## [SUPPLIED DATA]
☆ ☆ ☆ ☆ ☆ ☆ ☆

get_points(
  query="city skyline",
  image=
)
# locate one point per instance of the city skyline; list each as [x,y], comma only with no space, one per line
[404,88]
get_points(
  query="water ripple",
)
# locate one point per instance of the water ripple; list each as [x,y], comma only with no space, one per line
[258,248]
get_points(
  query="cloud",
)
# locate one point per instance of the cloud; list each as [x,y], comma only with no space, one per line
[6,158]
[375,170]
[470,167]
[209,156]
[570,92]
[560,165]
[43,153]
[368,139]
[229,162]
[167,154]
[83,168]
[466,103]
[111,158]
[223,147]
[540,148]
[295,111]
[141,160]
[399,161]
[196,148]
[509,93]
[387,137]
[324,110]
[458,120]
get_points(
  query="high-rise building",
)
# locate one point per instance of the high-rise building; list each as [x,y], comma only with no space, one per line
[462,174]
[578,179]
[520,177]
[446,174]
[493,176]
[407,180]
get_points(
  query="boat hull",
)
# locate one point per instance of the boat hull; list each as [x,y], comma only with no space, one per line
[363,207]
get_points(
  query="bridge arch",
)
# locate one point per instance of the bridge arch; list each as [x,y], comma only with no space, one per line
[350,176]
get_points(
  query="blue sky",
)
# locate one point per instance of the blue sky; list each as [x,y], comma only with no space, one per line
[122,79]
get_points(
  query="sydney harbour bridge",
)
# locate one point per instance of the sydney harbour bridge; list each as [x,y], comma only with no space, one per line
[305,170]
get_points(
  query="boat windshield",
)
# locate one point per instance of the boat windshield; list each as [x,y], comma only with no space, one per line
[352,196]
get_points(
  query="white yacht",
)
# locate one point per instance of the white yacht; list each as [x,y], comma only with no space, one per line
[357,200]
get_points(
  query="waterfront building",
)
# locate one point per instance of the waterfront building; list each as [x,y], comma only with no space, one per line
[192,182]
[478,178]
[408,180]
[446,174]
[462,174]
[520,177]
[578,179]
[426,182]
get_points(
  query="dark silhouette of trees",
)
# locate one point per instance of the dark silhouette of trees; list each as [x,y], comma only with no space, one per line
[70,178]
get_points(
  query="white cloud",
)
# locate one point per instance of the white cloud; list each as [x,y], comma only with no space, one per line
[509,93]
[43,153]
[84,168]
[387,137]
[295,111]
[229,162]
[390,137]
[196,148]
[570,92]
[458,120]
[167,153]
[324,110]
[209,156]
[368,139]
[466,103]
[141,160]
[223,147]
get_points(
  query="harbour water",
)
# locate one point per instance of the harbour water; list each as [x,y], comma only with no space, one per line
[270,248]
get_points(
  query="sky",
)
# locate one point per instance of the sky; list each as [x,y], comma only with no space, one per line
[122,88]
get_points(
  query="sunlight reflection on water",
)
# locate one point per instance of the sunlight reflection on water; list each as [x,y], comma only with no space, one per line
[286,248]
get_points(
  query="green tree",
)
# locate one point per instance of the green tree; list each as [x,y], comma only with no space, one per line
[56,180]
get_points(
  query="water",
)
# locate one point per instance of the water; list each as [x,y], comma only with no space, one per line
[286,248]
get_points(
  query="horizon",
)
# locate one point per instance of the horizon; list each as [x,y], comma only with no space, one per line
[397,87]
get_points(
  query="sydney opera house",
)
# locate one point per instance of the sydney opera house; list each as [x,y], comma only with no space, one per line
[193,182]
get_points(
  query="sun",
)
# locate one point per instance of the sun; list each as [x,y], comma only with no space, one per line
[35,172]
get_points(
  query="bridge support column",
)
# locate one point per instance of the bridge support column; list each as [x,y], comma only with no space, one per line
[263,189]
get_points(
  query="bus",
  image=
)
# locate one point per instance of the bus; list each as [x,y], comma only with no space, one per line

☆ ☆ ☆ ☆ ☆ ☆ ☆

## [EXERCISE]
Emit the full listing verbatim.

## [SOLVED PROBLEM]
get_points(
  query="city skyline",
  image=
)
# locate one point per instance of the city skyline; list each as [x,y], comma only with no space, one per line
[404,88]
get_points(
  query="water ripple",
)
# locate one point per instance of the water ripple; list each as [x,y], comma only with no space, one per line
[258,248]
get_points(
  query="cloud",
)
# locate one point per instance of the cloud; list each as [x,y], comma only with no space, one per line
[6,158]
[375,170]
[470,167]
[209,156]
[570,92]
[560,165]
[43,153]
[368,139]
[229,162]
[167,154]
[83,168]
[466,103]
[111,158]
[223,147]
[540,148]
[295,111]
[141,160]
[399,161]
[196,148]
[509,93]
[387,137]
[324,110]
[458,120]
get_points(
  query="high-rise building",
)
# locate one point per instance of the high-rise building; list each as [x,y], comma only with no space, one per line
[462,174]
[578,179]
[520,177]
[446,174]
[493,176]
[407,180]
get_points(
  query="boat hull",
)
# locate one point per instance of the boat hull; list each as [x,y], comma only with no space, one per line
[363,207]
get_points(
  query="bridge arch",
)
# locate one point per instance of the bridge arch; list each as [x,y], comma only with no space, one per line
[350,176]
get_points(
  query="blue sky",
)
# locate one point per instance of the blue sky; list each as [x,y], comma only with no space, one per line
[122,79]
get_points(
  query="sydney harbour bridge",
)
# locate one point per instance of the sydney harbour bridge; list each as [x,y], comma only with no space, one per line
[305,170]
get_points(
  query="boat windshield",
)
# locate one point per instance of the boat windshield; list each as [x,y], comma only with no space, one per line
[352,196]
get_points(
  query="white yacht",
)
# locate one point per instance of the white yacht; list each as [x,y], comma only with no space, one per line
[357,200]
get_points(
  query="waterfront building",
)
# locate one point per instance of the waterfront building; list each as [x,y], comma only with no space, one per line
[192,182]
[478,178]
[408,180]
[446,174]
[462,174]
[520,177]
[578,179]
[426,182]
get_points(
  query="dark silhouette of trees",
)
# locate one point per instance of the dark silhouette of trees; list each as [x,y], comma only with no space, one per line
[70,178]
get_points(
  query="white cloud",
)
# locate one point per instance of the white cloud; list each as [x,y], comma only with no space, one per line
[509,93]
[43,153]
[84,168]
[387,137]
[295,111]
[229,162]
[390,137]
[196,148]
[570,92]
[458,120]
[167,153]
[324,110]
[209,156]
[368,139]
[466,103]
[141,160]
[223,147]
get_points(
  query="harbour water",
)
# locate one point per instance of the harbour water; list each as [x,y], comma only with no space, one per line
[270,248]
get_points(
  query="sky",
)
# locate one point per instance of the sky; list each as [x,y], comma only with no space, one per line
[122,88]
get_points(
  query="sunlight reflection on water",
)
# locate one point per instance of the sunlight reflection on water; list each as [x,y], comma only with no space, one per line
[286,248]
get_points(
  query="green tree",
)
# locate one point per instance of the green tree; list each as [x,y], comma only with no space, one per line
[56,180]
get_points(
  query="water",
)
# locate one point per instance of the water; list each as [x,y], comma only with no space, one per line
[286,248]
get_points(
  query="horizon",
)
# locate one point per instance of the horizon; list each as [x,y], comma only with no space, one per line
[397,87]
get_points(
  query="sydney opera house",
)
# locate one point per instance of the sydney opera house; list each as [x,y], comma only with no space, one per line
[193,182]
get_points(
  query="sun",
)
# locate one point per instance of the sun; list each as [x,y], comma only with no space, one per line
[35,172]
get_points(
  query="bridge support column",
)
# locate one point per instance of the bridge support column; list each as [x,y], comma only with no space, one per line
[263,189]
get_points(
  query="bus",
  image=
)
# locate one point per instance of the bus; list each as [x,y], comma only with no space, one per line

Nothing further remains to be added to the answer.